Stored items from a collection
──────
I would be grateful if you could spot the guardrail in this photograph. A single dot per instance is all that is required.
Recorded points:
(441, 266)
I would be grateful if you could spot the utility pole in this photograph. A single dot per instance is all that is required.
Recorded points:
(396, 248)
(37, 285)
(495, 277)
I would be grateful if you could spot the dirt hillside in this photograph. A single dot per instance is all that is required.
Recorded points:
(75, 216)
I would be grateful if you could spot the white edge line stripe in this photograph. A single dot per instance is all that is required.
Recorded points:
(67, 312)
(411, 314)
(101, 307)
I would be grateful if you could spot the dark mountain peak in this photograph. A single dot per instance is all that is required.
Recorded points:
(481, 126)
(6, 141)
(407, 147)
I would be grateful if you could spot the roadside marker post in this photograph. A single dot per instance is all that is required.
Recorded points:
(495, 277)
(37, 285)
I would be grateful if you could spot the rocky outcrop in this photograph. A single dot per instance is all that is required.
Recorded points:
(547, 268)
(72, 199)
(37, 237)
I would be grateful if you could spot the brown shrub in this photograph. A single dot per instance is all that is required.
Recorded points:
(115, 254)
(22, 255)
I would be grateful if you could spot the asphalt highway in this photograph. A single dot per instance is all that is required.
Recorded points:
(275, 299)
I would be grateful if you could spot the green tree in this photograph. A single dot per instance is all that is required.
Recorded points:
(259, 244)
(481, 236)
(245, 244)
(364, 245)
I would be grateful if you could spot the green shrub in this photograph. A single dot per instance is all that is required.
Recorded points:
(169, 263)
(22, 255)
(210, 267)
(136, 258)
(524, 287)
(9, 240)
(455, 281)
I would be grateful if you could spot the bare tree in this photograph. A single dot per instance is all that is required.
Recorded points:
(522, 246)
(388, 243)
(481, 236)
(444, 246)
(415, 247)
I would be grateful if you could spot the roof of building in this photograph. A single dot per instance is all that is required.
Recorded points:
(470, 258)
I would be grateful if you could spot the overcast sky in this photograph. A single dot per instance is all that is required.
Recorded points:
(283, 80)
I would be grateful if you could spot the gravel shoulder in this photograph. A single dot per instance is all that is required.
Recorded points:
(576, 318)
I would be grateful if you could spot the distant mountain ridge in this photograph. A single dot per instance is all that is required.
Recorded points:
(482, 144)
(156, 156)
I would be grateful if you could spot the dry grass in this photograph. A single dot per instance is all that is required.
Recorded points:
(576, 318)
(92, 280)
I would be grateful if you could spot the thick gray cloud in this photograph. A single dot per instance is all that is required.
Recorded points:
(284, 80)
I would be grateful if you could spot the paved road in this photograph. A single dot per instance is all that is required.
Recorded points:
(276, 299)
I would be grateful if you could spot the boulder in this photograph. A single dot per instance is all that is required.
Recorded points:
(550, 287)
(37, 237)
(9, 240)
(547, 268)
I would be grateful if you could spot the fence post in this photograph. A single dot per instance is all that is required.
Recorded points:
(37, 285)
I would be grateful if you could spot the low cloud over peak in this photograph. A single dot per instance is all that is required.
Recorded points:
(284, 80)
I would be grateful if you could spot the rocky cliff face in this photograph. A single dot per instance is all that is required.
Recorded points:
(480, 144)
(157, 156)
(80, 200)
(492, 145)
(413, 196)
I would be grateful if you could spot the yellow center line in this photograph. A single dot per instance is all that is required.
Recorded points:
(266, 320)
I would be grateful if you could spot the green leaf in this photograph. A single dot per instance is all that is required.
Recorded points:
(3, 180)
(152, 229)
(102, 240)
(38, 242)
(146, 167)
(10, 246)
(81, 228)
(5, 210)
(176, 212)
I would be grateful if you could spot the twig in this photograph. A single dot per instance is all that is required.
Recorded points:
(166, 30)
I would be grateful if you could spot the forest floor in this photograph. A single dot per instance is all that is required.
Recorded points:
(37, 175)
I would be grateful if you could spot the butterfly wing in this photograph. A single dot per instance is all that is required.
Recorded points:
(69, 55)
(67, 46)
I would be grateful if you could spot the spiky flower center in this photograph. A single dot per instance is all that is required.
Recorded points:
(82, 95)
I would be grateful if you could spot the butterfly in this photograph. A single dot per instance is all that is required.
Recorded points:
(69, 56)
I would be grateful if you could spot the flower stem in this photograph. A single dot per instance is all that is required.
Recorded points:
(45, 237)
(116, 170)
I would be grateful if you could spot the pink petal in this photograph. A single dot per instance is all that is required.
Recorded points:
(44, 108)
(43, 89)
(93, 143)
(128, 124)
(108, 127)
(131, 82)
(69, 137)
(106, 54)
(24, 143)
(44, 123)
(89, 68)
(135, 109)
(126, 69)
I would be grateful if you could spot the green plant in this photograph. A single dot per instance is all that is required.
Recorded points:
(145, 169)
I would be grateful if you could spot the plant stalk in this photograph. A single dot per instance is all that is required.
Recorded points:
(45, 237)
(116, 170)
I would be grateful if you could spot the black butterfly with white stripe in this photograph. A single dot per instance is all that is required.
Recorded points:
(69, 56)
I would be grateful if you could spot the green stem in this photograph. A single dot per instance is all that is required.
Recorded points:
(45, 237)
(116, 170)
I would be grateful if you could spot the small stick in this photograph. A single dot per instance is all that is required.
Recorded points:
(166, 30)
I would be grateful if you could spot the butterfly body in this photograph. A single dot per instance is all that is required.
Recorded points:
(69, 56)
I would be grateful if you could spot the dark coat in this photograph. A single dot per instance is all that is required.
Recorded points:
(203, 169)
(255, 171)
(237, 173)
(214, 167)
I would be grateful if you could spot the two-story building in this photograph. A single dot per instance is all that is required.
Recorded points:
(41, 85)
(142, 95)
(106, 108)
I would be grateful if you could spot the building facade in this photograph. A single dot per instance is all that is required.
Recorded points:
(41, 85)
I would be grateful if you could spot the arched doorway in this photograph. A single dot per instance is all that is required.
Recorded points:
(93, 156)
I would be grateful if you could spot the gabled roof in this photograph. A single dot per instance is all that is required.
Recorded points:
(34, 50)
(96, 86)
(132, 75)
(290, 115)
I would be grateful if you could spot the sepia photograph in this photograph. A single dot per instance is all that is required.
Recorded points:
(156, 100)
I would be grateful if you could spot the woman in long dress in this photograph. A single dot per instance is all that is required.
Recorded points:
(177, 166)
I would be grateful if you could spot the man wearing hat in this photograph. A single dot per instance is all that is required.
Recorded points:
──────
All of the data shown above must be copied exactly.

I would be grateful if you could spot the guardrail in this photograph. A single dot per instance is all that is required.
Recorded points:
(441, 266)
I would be grateful if you could spot the utility pole in this photograph. A single dot per instance is all that is required.
Recorded points:
(396, 248)
(37, 285)
(495, 277)
I would be grateful if you could spot the dirt hillside in this photograph. A single dot per instance is all that is required.
Recorded points:
(75, 216)
I would be grateful if you could spot the white edge line stripe in this photograph. A single dot per instance is all that is required.
Recorded points:
(67, 312)
(411, 314)
(101, 307)
I would be grateful if you could spot the dark mountain peak in this photograph. A single dot per instance is all that is required.
Recorded points:
(481, 126)
(6, 141)
(407, 147)
I would be grateful if you could spot the roadside marker post in this photograph. A single dot per instance is all that is required.
Recorded points:
(495, 277)
(37, 285)
I would be grateful if you could spot the rocky outcrop in this photograph. A single dot per instance is all that is required.
Recorded points:
(547, 268)
(72, 199)
(37, 237)
I would be grateful if you could spot the brown shrub in this photograph. A single dot per instance is all that is required.
Recorded points:
(115, 254)
(22, 255)
I would be grateful if you could spot the asphalt highway in this photograph. A single dot per instance is all that is required.
Recorded points:
(275, 299)
I would be grateful if you could spot the green tree in this photograph. A single dot per instance is all that is required.
Recorded points:
(259, 244)
(481, 236)
(245, 244)
(364, 245)
I would be grateful if you could spot the green shrub in this photograph. A single dot per instance is all that is required.
Recorded points:
(169, 263)
(22, 255)
(210, 267)
(136, 258)
(524, 287)
(9, 240)
(455, 281)
I would be grateful if you could spot the bare tree in this photograph. A single dot per instance is all that is required.
Recorded points:
(522, 246)
(388, 243)
(481, 236)
(444, 246)
(415, 247)
I would be grateful if you could spot the roof of building in this photograph. A single dot per instance is all that is required.
Recorded points:
(470, 258)
I would be grateful if you could spot the overcast sky in this photograph. A single dot per instance is all that is required.
Recorded points:
(283, 80)
I would be grateful if you could spot the gravel shoulder in this photograph. A single dot per instance is all that is required.
Recorded points:
(576, 318)
I would be grateful if you could spot the distant mountain ridge in this photograph. A single dot per instance is all that is required.
Recorded points:
(482, 144)
(156, 156)
I would be grateful if you could spot the dry grass in this photograph. A single dot per instance is all that is required.
Recorded points:
(576, 318)
(92, 280)
I would be grateful if you could spot the thick gray cloud in this photograph. A single dot per instance is all that is required.
Recorded points:
(284, 80)
I would be grateful if you could spot the paved road in this photograph. A single dot per instance is all that is required.
Recorded points:
(276, 299)
I would be grateful if you could spot the boulder in this photograph. A single dot per instance is all that is required.
Recorded points:
(550, 287)
(37, 237)
(9, 240)
(547, 268)
I would be grateful if you could spot the fence post in this photograph. A single dot per instance is all that is required.
Recorded points:
(37, 285)
I would be grateful if you could spot the low cloud over peak in this photograph. A single dot per instance is all that is required.
Recorded points:
(284, 80)
I would be grateful if you could spot the rocky cliff face in this photograph. A single dot per instance is all that is required.
Recorded points:
(480, 144)
(157, 156)
(80, 200)
(492, 145)
(413, 196)
I would be grateful if you could spot the yellow center line in this photograph. A single dot per instance is all that is required.
Recorded points:
(266, 320)
I would be grateful if you could spot the green leaf in this photograph. A single dot per instance is all that is required.
Recorded points:
(3, 180)
(152, 229)
(102, 240)
(38, 242)
(146, 167)
(10, 246)
(81, 228)
(5, 210)
(176, 212)
I would be grateful if you could spot the twig in this photograph. A single dot per instance is all that is required.
Recorded points:
(166, 30)
I would be grateful if you could spot the forest floor in this photograph. A single dot per instance is all that is required.
Recorded points:
(37, 175)
I would be grateful if you could spot the butterfly wing in this photograph. A single dot per instance is all that is required.
Recorded points:
(69, 55)
(67, 46)
I would be grateful if you could spot the spiky flower center in this photograph. A single dot per instance is all that is required.
Recorded points:
(82, 95)
I would be grateful if you could spot the butterfly in this photograph. A single dot per instance is all that is required.
Recorded points:
(69, 56)
I would be grateful if you could spot the flower stem in this photograph. A single dot per instance is all that is required.
Recorded points:
(45, 237)
(116, 170)
I would be grateful if you could spot the pink petal in this photograph. A single dot per instance is all that is required.
Recorded points:
(44, 108)
(43, 89)
(93, 143)
(128, 124)
(108, 127)
(131, 82)
(69, 137)
(106, 54)
(24, 143)
(44, 123)
(89, 68)
(135, 109)
(126, 69)
I would be grateful if you could spot the green plant in this photograph. A single dot per instance is all that is required.
Recorded points:
(145, 169)
I would be grateful if you could spot the plant stalk in this photograph. A single dot per instance is all that is required.
Recorded points:
(45, 237)
(116, 170)
I would be grateful if you could spot the black butterfly with white stripe in this photograph. A single dot per instance is all that is required.
Recorded points:
(69, 56)
I would be grateful if you could spot the green stem in this photograph. A single dot per instance is all that is required.
Recorded points:
(45, 237)
(116, 170)
I would be grateful if you could spot the small stick in this photograph. A single dot per instance is all that is required.
Recorded points:
(166, 30)
I would be grateful if you could spot the butterfly body in this photograph. A single dot per instance is all that is required.
Recorded points:
(69, 56)
I would be grateful if you could spot the dark coat in this photograph. A single dot per instance is all that is required.
Recorded points:
(203, 169)
(255, 171)
(237, 173)
(214, 167)
I would be grateful if you could spot the two-story building in this photograph. A single dot per instance is all that is required.
Recorded points:
(41, 85)
(142, 95)
(106, 108)
I would be grateful if you could spot the building facade in this photograph. A single dot per instance is all that is required.
Recorded points:
(41, 85)
I would be grateful if you could spot the arched doorway in this photograph. A single dot per instance is all that is required.
Recorded points:
(93, 156)
I would be grateful if you could spot the gabled roof in this photograph. A single dot per instance is all that is required.
Recorded points:
(34, 50)
(96, 86)
(132, 75)
(290, 115)
I would be grateful if you could spot the sepia photograph in this photograph. A single dot per instance is all that is required.
Recorded points:
(156, 100)
I would be grateful if you could spot the woman in long dress in this photograph. A single dot per instance is all that is required.
Recorded points:
(177, 166)
I would be grateful if you could spot the man wearing hat in this photograph. A single dot per instance is all that is required.
Recorded points:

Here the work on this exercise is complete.